━━━━━ SOURCE EXTRACT

# Anyone use glue dots in their gift baskets?



## Kalne (Oct 25, 2007)

I'm ordering fill for my gift baskets and am considering getting the glue dots as well to help hold things in place. Anyone use these? Do they help? I think with my crates they'd work great because of the flat bottoms. Just not sure how they work in baskets though I've seen them recommended. Ordering a roll of 1000 will last me a very long time.


----------



## Caprine Beings (Sep 19, 2008)

No but if you do use them let us know how it worked out Tammy


----------



## Guest (Sep 11, 2009)

Yes, I have and do use them and they work great.. 
Barb


----------



## Moonbeam (Oct 6, 2009)

I had a customer who did gift baskets for a living and I asked her what she used, double sided tape! It's cheaper and you can also use it to wrap your cigar band lables with! Plus you prolly can find it local!


----------



## Sondra (Oct 25, 2007)

I haven't a clue what glue spots are


----------



## Kalne (Oct 25, 2007)

━━━━━━━━━━

* _STATED PROBLEM 1_: Extract the part of the glue dots thread starting with "Yes, I have" and going on through "find it local!".
* _STATED PROBLEM 2_: Pick up the glue dots thread where it stops and keep writing it.
The data has no connection to the glue dots thread.

━━━━━ PROVIDED MATERIAL

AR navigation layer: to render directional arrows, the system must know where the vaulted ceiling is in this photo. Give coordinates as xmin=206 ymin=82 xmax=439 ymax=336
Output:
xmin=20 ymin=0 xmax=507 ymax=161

━━━━━━━━━━

* _TASK RESPONSE 1_:
Yes, I have and do use them and they work great.. 
Barb


----------



## Moonbeam (Oct 6, 2009)

I had a customer who did gift baskets for a living and I asked her what she used, double sided tape! It's cheaper and you can also use it to wrap your cigar band lables with! Plus you prolly can find it local!

* _TASK RESPONSE 2_:
Hmmm, the double sided tape I've bought in the past for other projects was expensive. The dots aren't working as well as I had hoped. You're not supposed to touch them with your fingers but I can't seem to get them off any other way. I need 3 to hold a bar of soap in a crate securely. Haven't tried them in a basket though. I'm thinking maybe I should have gotten the super high tack but then I was afraid those would tear my wrapping and/or damage the surface of what I stuck them too. I don't think it helps that my soap is wrapped with shrinkwrap giving it a slick surface.


----------



## tmfinley (Feb 21, 2008)

Thanks for letting us know how they work for you. I've been thinking about them too.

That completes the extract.